I find this story rather sad for some reason. If I knew a person like that it would certainly not give me more incentive to work harder. If anything, it may cause me to try to get out even earlier to avoid being like them in any way. The idea that a person is morally obligated to do paid work for someone else when the person doesn't need the money boggles my mind.

Wow, that story is very sad.  I agree 100% with Posthumane.  We have a partner at my firm in his 60s who is a total workaholic.  One weekend about a year ago, he was alone in the office and realized he was having a heart attack.  Soon after recovery, he's right back to always being in the office again.

Sibley

  • Magnum Stache
  • ******
  • Posts: 3744
  • Location: Chicago, IL
Re: 60-Something Year Old on the Train
« Reply #44 on: April 26, 2015, 09:27:29 AM »
I have a co-worker who's pretty close to 60. I had an opportunity to find out her retirement plans. She and her husband are paying off their mortgage, then planning on retiring. They could retire now, but they're dealing with her elderly mother and are more comfortable having the paychecks coming in still.

I don't know if I'd do the same in their position, but I like her and am glad to hear that they have thought it out.

Bob W

  • Magnum Stache
  • ******
  • Posts: 2947
  • Age: 60
  • Location: Missouri
  • Live on minimum wage, earn on maximum
Re: 60-Something Year Old on the Train
« Reply #45 on: April 28, 2015, 08:22:20 AM »
Just for clarification 60 isn't old!   Says the 55 year old man. 

Bob W

  • Magnum Stache
  • ******
  • Posts: 2947
  • Age: 60
  • Location: Missouri
  • Live on minimum wage, earn on maximum
Re: 60-Something Year Old on the Train
« Reply #46 on: April 28, 2015, 08:25:13 AM »

#### DATA SUPPLIED
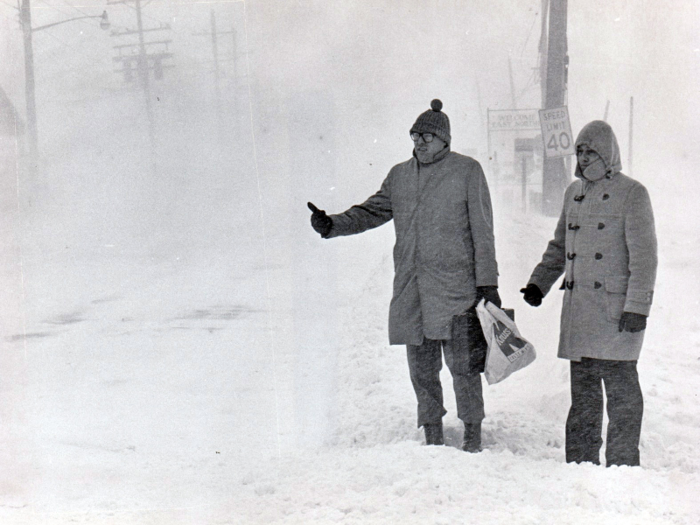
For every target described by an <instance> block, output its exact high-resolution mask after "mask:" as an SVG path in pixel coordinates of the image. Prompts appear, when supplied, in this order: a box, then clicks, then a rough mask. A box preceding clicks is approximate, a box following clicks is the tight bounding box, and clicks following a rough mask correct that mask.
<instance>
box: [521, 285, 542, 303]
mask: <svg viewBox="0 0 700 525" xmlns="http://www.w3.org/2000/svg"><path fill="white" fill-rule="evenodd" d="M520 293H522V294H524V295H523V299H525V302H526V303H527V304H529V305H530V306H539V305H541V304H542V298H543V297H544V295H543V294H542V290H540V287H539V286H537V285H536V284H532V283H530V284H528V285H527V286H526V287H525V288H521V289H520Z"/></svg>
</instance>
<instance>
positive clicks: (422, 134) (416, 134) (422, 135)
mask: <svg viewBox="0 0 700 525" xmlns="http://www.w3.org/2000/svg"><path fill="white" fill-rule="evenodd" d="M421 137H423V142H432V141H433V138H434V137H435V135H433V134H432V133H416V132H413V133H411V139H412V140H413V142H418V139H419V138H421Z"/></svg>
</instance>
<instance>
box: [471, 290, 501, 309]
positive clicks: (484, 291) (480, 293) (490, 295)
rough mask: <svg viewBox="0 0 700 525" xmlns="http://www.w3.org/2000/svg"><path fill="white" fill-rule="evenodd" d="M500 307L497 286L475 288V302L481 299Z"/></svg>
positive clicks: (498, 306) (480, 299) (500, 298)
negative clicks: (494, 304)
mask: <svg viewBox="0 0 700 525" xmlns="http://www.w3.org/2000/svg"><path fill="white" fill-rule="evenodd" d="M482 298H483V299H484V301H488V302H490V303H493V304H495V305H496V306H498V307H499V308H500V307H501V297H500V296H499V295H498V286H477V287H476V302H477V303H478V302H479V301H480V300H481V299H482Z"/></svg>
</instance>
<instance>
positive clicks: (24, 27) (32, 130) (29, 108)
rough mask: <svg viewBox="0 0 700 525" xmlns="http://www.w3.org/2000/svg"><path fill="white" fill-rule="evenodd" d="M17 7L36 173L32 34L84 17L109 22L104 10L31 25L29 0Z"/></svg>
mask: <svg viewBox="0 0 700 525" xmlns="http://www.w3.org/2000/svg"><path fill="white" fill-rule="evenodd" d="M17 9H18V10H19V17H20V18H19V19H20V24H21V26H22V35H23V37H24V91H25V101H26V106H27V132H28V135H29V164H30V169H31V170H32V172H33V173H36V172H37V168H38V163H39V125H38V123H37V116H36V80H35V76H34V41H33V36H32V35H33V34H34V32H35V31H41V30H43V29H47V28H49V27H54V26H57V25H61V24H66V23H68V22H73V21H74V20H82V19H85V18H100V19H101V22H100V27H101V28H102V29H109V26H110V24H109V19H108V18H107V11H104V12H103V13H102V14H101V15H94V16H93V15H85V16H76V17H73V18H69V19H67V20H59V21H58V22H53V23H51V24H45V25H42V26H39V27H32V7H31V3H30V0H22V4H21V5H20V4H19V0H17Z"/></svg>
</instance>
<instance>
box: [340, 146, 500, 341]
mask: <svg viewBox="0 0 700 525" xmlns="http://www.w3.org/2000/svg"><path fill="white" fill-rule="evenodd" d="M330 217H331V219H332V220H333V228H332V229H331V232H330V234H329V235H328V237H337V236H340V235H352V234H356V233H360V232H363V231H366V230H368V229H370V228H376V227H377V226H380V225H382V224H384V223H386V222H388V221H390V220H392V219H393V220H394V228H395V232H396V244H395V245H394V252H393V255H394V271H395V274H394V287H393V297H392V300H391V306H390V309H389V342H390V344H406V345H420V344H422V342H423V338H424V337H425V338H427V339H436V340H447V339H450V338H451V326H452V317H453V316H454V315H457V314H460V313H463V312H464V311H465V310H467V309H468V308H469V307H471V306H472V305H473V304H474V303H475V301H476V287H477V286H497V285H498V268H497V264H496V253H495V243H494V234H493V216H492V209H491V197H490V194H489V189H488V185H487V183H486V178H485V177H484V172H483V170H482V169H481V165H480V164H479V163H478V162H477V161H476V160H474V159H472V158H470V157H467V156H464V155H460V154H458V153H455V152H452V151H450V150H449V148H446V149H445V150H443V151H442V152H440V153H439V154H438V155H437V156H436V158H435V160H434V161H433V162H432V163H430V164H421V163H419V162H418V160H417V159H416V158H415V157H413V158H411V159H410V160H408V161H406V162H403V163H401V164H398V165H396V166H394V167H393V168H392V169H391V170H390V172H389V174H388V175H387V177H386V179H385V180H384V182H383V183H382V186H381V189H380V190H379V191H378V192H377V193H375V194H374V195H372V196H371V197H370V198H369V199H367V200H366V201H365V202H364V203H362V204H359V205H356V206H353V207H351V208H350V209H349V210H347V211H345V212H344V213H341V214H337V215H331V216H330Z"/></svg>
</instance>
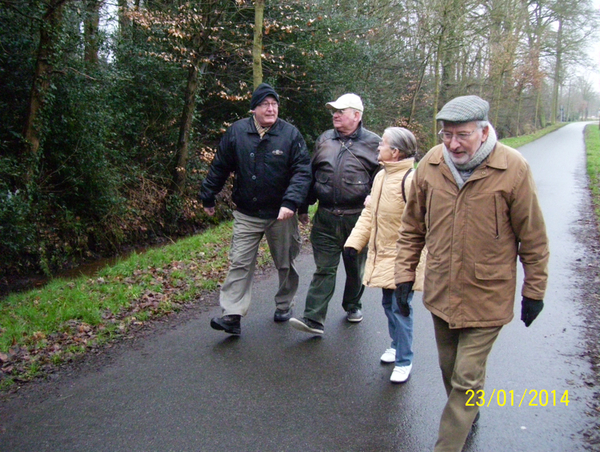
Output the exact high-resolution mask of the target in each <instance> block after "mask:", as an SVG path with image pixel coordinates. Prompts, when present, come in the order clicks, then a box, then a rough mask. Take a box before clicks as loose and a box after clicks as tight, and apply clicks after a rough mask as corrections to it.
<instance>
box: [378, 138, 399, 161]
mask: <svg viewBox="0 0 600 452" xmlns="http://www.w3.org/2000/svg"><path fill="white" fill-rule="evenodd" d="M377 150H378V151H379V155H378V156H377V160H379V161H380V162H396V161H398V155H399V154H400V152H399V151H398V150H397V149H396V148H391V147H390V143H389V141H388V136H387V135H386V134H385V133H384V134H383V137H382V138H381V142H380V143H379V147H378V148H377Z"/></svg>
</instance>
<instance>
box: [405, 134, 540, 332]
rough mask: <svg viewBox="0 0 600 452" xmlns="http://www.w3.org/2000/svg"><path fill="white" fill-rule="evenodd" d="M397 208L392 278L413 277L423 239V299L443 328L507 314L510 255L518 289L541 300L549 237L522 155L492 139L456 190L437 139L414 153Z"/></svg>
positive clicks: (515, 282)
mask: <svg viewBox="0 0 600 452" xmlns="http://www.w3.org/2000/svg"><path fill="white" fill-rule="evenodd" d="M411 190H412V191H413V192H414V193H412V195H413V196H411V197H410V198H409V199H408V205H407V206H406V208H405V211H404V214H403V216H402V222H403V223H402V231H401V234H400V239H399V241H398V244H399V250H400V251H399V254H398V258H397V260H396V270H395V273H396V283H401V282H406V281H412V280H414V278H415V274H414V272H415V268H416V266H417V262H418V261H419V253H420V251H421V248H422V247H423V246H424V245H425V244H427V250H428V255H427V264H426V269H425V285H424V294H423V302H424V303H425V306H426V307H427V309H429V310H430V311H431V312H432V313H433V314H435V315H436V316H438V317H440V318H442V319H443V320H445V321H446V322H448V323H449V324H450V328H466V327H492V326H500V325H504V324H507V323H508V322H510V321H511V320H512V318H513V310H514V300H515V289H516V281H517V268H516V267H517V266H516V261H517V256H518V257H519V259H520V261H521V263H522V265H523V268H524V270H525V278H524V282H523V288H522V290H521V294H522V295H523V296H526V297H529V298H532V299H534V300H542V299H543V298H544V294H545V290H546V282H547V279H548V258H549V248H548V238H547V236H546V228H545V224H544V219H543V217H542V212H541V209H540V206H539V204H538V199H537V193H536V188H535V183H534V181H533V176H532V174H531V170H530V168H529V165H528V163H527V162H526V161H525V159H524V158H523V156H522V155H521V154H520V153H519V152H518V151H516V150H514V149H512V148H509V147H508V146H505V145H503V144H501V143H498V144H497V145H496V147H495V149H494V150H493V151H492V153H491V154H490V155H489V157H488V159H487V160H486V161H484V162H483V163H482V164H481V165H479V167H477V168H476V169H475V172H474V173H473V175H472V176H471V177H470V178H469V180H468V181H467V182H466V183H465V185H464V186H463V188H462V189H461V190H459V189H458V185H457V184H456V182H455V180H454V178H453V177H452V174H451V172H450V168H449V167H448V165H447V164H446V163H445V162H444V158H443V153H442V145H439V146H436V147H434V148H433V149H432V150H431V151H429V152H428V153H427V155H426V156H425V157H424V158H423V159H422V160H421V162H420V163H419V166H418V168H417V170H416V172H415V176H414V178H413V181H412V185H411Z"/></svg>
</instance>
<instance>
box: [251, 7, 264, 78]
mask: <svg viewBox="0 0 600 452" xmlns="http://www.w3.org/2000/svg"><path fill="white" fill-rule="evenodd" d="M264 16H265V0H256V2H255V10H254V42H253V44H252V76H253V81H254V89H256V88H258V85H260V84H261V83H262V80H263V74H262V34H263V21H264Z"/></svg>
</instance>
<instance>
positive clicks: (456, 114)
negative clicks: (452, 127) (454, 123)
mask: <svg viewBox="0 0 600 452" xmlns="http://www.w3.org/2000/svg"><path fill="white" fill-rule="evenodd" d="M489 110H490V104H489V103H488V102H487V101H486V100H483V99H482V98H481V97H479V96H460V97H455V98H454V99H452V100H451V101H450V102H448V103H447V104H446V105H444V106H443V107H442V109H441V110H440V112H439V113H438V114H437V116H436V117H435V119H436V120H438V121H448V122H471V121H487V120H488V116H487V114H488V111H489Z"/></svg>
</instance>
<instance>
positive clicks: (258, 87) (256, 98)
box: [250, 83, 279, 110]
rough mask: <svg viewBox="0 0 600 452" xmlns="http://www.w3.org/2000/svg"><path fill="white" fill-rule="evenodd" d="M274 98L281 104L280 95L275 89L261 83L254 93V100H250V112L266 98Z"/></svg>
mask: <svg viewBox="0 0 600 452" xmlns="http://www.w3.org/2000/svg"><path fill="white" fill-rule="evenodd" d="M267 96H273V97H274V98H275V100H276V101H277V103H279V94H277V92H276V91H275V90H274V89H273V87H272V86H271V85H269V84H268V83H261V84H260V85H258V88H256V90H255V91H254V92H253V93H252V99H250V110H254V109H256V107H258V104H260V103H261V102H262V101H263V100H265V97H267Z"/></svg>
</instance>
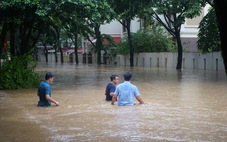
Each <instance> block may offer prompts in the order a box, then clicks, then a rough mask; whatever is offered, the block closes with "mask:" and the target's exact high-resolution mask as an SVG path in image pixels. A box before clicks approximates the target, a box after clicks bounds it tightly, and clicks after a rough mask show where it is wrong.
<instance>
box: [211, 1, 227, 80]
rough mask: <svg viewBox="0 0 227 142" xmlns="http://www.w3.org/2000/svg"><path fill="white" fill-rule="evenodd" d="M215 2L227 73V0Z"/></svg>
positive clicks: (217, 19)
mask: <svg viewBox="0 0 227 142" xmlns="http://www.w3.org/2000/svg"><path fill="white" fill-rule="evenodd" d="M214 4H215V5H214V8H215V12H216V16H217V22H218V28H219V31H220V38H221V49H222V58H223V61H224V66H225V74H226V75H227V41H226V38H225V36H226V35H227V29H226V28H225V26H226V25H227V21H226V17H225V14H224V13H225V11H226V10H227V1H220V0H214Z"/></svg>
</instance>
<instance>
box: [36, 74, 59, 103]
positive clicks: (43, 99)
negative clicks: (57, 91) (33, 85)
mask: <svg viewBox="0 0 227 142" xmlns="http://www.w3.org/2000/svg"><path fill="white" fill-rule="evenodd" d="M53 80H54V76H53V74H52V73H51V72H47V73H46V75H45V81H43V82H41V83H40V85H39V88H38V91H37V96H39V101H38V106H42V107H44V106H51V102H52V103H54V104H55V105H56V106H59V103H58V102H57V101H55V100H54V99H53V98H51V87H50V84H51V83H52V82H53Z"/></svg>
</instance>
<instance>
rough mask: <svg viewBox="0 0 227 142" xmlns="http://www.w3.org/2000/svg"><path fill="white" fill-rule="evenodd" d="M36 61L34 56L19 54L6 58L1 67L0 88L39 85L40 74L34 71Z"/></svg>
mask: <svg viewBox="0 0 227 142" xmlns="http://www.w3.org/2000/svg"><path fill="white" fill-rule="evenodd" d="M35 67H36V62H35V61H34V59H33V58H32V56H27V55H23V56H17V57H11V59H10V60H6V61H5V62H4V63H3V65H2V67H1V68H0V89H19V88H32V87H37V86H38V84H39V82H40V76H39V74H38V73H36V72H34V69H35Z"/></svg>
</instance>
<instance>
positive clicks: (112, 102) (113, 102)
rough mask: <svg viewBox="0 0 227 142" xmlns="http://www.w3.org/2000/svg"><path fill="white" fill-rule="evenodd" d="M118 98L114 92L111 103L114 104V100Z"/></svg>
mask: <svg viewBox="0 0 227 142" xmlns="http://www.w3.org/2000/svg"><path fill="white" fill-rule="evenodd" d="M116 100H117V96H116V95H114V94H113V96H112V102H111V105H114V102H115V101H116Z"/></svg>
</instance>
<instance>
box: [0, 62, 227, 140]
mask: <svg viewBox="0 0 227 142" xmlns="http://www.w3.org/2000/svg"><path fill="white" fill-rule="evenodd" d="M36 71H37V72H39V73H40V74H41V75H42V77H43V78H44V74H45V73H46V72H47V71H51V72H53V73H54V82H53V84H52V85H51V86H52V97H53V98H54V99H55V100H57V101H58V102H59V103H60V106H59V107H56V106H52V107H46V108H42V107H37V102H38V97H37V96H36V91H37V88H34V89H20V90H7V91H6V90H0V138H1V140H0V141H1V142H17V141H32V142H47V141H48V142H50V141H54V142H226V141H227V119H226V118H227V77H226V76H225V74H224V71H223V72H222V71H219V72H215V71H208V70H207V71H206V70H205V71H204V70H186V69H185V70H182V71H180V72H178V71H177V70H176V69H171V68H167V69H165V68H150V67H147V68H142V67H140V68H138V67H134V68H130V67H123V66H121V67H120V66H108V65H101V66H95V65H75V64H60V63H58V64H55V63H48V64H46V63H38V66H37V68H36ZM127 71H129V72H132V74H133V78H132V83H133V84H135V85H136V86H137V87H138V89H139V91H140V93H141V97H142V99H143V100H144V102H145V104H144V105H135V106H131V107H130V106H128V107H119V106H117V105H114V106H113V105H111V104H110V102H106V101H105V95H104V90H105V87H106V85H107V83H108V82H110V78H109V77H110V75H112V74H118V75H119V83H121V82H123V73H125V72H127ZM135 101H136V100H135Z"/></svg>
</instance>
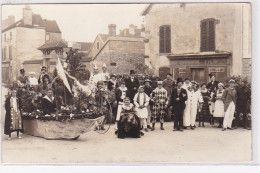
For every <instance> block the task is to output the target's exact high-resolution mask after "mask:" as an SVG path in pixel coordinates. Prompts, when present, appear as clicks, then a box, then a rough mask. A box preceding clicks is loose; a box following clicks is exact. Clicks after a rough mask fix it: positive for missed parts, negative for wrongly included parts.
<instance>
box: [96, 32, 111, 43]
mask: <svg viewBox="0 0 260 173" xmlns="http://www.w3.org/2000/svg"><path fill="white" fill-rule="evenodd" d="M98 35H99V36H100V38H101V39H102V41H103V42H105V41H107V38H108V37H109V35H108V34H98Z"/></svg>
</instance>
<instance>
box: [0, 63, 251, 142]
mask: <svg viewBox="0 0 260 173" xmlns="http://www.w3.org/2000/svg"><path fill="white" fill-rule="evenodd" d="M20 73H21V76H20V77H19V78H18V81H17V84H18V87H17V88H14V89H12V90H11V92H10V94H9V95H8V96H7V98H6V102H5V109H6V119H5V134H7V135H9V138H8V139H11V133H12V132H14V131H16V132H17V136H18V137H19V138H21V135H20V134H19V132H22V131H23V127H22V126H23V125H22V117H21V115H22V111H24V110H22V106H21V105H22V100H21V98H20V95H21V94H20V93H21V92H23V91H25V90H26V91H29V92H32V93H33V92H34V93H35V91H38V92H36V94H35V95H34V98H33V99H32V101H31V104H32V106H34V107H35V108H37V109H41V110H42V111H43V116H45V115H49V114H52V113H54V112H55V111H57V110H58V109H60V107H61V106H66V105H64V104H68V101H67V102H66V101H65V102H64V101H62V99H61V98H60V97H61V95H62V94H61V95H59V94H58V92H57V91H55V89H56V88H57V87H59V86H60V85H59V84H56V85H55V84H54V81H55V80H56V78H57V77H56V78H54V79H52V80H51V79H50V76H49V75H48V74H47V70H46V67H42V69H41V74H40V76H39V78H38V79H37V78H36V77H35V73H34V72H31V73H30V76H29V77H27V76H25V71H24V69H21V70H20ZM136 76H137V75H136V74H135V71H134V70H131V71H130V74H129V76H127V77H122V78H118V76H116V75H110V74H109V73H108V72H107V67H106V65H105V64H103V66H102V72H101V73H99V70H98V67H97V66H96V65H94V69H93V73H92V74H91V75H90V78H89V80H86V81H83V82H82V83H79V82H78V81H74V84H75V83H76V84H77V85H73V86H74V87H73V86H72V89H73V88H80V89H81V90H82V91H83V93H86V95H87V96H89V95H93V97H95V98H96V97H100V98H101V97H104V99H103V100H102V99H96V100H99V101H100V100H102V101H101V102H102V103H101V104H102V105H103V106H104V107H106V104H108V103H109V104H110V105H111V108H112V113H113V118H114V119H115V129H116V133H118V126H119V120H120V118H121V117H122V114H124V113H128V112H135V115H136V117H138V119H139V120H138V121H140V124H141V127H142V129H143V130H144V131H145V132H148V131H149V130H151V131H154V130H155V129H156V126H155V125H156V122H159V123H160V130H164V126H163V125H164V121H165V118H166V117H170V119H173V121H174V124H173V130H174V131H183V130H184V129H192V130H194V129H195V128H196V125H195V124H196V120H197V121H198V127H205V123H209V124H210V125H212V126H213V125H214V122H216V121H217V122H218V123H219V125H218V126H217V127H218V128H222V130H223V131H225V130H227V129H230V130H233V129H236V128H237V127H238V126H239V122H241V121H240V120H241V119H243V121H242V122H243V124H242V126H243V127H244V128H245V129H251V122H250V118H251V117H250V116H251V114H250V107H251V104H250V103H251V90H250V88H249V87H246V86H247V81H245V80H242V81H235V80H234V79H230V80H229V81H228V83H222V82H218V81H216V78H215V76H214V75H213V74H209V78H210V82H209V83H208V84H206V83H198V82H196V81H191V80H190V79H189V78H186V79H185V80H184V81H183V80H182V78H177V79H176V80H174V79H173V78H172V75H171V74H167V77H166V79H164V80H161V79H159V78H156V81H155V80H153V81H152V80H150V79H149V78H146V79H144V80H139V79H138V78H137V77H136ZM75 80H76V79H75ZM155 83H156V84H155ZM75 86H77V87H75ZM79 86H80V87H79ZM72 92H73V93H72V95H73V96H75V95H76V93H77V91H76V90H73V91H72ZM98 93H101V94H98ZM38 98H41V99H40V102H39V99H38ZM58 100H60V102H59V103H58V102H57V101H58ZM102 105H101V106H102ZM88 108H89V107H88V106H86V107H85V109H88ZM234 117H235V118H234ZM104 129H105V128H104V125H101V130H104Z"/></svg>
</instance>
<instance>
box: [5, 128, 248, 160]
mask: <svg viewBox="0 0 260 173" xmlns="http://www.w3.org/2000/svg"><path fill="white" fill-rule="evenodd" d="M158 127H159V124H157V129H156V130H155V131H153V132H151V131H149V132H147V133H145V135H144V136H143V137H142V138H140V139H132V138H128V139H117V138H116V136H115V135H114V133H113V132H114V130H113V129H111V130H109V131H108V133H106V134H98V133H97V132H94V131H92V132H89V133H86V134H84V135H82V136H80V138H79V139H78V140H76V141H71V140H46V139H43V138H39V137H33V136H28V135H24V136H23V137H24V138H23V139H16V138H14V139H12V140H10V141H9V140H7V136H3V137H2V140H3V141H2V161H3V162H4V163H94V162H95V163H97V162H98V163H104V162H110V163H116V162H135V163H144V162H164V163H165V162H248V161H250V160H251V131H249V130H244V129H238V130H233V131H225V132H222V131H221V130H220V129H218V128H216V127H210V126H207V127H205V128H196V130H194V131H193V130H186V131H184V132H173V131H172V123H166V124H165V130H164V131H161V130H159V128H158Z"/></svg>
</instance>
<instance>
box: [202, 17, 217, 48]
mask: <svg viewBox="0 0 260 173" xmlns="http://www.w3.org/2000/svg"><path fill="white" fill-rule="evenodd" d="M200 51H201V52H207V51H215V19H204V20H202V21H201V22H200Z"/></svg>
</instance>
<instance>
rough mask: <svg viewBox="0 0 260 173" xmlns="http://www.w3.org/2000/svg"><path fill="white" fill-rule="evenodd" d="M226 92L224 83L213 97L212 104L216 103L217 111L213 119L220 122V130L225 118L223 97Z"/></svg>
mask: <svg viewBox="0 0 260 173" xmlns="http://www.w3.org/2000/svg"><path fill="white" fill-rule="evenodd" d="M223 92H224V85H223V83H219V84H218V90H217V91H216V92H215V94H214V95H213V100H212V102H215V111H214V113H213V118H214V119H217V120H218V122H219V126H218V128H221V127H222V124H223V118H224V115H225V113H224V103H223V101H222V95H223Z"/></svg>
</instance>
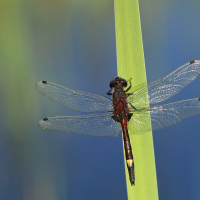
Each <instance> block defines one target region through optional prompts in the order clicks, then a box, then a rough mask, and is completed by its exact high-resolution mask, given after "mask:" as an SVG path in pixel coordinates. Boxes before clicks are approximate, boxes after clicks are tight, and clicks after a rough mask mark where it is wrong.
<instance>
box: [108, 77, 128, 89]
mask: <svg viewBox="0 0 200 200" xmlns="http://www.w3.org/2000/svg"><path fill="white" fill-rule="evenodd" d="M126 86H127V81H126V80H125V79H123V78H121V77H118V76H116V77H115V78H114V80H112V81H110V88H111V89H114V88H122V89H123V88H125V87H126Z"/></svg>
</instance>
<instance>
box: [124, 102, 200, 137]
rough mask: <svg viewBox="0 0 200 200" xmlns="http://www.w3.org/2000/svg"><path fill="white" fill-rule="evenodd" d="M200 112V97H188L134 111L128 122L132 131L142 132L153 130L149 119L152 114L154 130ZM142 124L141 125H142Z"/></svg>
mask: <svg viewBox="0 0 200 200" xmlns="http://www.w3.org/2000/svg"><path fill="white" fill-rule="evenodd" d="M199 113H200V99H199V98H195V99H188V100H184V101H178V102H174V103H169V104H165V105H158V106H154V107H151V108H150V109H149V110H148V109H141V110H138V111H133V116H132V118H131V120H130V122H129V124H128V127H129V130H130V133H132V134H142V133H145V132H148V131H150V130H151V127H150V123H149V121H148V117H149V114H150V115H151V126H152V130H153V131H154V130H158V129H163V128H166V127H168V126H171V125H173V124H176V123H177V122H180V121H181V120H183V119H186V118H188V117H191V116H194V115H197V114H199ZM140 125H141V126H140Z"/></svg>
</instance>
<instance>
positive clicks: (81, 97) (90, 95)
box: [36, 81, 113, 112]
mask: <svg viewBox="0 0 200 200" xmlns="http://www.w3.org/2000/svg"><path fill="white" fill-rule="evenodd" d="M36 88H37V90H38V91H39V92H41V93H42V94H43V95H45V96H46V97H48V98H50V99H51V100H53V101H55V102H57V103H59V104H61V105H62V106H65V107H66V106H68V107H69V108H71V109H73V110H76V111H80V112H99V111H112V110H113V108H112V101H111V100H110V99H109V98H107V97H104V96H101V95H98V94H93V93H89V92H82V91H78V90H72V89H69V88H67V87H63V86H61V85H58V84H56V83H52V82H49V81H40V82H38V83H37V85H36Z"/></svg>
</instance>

#### WHAT NEEDS TO BE DONE
Write the next part of the forum thread about the 60-something on the train, picking up right after its last line.

#### ANSWER AREA
I remember thinking, wow, this guy must have had a really shitty day, but the way he was acting made me think this was just a regular day and it was his regular routine.  So then I thought, wow, this guy must really hate going home to his wife/kids?!

My father used to carpool with a guy like this -- they worked the graveyard shift together, and he'd drink a six pack of beer in the car between leaving work and getting home every morning.

Dad drove.

Ah the good ole days.

bzzzt

  • Bristles
  • ***
  • Posts: 302
  • Location: Chicago
  • 5v to Lightning Bolts...
Re: 60-Something Year Old on the Train
« Reply #47 on: April 28, 2015, 09:18:46 PM »
My father used to carpool with a guy like this -- they worked the graveyard shift together, and he'd drink a six pack of beer in the car between leaving work and getting home every morning.

Dad drove.

Ah the good ole days.

I yearn for the good ol' days and I wasn't around for them. I think everyone would chill the fuck out and the world would be a happier place if they could still have a couple beers at lunch time. It puts a smile on my face when I open a wall up and find a beer can.

Damn insurance companies...

h2ogal

  • Stubble
  • **
  • Posts: 232
  • Location: FingerLakes
Re: 60-Something Year Old on the Train
« Reply #48 on: April 28, 2015, 10:48:45 PM »
Ah the good old days...they were terrible....reminds me of this.

https://www.youtube.com/watch?v=Xe1a1wHxTyo


louloulou

  • 5 O'Clock Shadow
  • *
  • Posts: 59
  • Location: New Zealand
Re: 60-Something Year Old on the Train
« Reply #49 on: April 28, 2015, 11:59:00 PM »
I used to work with a nurse who was 78, one day I asked her why she was still working, her reply was "because otherwise I would have to spend the whole day with my husband" (said in seriousness not joking), I was like "wow, I think I would just get a divorce!"